**THE REQUEST**
Please work out how many lines of the records below contain the word "tree", and give only that number.
### STORED DATA ###
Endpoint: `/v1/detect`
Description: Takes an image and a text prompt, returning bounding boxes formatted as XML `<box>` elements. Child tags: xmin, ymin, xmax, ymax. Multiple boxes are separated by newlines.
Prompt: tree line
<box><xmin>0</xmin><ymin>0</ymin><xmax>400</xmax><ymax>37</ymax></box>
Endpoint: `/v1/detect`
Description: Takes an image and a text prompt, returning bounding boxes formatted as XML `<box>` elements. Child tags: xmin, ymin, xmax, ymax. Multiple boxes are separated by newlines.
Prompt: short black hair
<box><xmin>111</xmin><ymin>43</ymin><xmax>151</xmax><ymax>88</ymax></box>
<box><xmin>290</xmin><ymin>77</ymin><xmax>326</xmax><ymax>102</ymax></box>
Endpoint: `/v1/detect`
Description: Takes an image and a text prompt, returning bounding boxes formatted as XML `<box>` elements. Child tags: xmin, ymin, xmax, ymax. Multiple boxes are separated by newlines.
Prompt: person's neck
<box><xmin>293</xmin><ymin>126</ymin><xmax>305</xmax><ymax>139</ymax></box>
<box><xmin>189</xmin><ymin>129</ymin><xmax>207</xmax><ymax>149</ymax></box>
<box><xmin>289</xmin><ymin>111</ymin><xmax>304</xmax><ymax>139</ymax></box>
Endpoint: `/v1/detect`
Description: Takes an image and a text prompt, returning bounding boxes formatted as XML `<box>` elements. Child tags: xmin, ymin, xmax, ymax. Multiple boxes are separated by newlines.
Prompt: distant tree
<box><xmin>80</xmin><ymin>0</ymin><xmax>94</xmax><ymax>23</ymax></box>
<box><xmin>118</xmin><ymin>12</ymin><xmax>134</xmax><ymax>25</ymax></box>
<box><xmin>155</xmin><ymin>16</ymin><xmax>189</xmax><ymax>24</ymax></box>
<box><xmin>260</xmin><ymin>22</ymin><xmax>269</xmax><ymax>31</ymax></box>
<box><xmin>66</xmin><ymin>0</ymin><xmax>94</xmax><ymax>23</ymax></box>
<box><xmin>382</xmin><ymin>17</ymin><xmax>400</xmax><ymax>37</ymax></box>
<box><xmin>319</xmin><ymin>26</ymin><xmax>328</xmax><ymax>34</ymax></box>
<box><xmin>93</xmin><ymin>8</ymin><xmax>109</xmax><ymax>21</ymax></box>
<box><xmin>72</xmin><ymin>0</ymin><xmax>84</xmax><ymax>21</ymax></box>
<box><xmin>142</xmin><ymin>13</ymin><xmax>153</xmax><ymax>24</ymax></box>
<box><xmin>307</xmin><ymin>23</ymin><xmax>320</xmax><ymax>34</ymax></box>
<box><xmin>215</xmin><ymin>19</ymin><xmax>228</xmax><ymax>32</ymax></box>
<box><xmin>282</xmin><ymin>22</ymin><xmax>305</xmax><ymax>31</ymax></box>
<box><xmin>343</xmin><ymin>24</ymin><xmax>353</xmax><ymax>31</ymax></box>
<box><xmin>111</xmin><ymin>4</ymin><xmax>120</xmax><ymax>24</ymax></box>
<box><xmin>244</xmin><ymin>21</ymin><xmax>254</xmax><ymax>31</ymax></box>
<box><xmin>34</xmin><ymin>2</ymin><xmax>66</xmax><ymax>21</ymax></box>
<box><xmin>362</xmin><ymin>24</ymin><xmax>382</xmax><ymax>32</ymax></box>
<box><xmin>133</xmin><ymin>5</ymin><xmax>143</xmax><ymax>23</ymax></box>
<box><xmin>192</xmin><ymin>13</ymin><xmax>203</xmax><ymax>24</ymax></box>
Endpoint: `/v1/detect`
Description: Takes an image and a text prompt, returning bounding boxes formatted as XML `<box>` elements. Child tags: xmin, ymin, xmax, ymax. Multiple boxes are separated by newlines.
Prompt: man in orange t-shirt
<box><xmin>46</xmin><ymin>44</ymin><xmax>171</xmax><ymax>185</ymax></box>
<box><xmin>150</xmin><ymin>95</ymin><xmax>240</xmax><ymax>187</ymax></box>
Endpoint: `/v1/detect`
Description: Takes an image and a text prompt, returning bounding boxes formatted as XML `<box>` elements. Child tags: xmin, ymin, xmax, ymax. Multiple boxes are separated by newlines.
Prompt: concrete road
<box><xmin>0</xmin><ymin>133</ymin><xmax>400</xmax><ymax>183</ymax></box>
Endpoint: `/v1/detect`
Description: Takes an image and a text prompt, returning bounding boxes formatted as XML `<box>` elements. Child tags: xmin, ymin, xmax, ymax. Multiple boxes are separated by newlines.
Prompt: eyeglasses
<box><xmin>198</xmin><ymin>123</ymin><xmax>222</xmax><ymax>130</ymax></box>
###
**EXERCISE ANSWER**
2